Okuma parçası:
━━━━

Parolalar artık günlük yaşamın vazgeçilmez bir parçası. Ancak aslında oldukça yeniler. 1960'larda kişisel bilgisayar yoktu. Büyük bilgisayarlar birçok kişi tarafından kullanılırdı ve bu yüzden bir kullanıcının diğerinin dosyalarına erişimini sınırlamak şarttı. 1961'de Uyumlu Zaman Paylaşım Sistemi (CTSS) geliştirildi. Daha az veri harcadığından bilgi tabanlı kimlik doğrulama yerine parola sistemini kullanıyordu. Yeterli olacağı düşünüldü ancak 1962'de Dr. Allan Scherr CTSS işletim sistemini hack'leyerek herkesin parolasını yazdırdı. Bu parolaları insanların dosyalarını çalmak için değil, daha fazla ekran süresi elde etmek için kullandı.
Peki insanlar parolanın olmadığı önceki zamanlarda mesajlarını ve bilgilerini nasıl koruyordu? Yanıt görünmez mürekkep, kurdele, mum mühür, şifreleme ve maske mektuplardır.
Sezar Şifresi yöntemi
En eski bilgi koruma yöntemi cipher denen şifreleme olabilir. Kendisi 3.000 yıldan fazla bir süredir var ve adını Jül Sezar'dan aldığı düşünülüyor. Basit bir harf kaydırma tekniğidir.

━━━━

Kayıtlı veriler:
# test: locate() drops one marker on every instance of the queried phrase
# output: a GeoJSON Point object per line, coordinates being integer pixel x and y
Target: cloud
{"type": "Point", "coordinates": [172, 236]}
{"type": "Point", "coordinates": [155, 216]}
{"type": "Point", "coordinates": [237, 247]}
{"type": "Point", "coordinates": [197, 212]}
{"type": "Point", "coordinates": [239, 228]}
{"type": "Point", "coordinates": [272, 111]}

━━━━

Görev tanımı: Okuma parçasının "Peki insanlar parolanın" sözlerini içeren yerle açılıp "ve maske mektuplardır." ile kapanan kısmını tekrar yaz, ama "görünmez mürekkep" ifadesini "gizli mürekkep" ile değiştir.

Nihai sonuç:
Peki insanlar parolanın olmadığı önceki zamanlarda mesajlarını ve bilgilerini nasıl koruyordu? Yanıt gizli mürekkep, kurdele, mum mühür, şifreleme ve maske mektuplardır.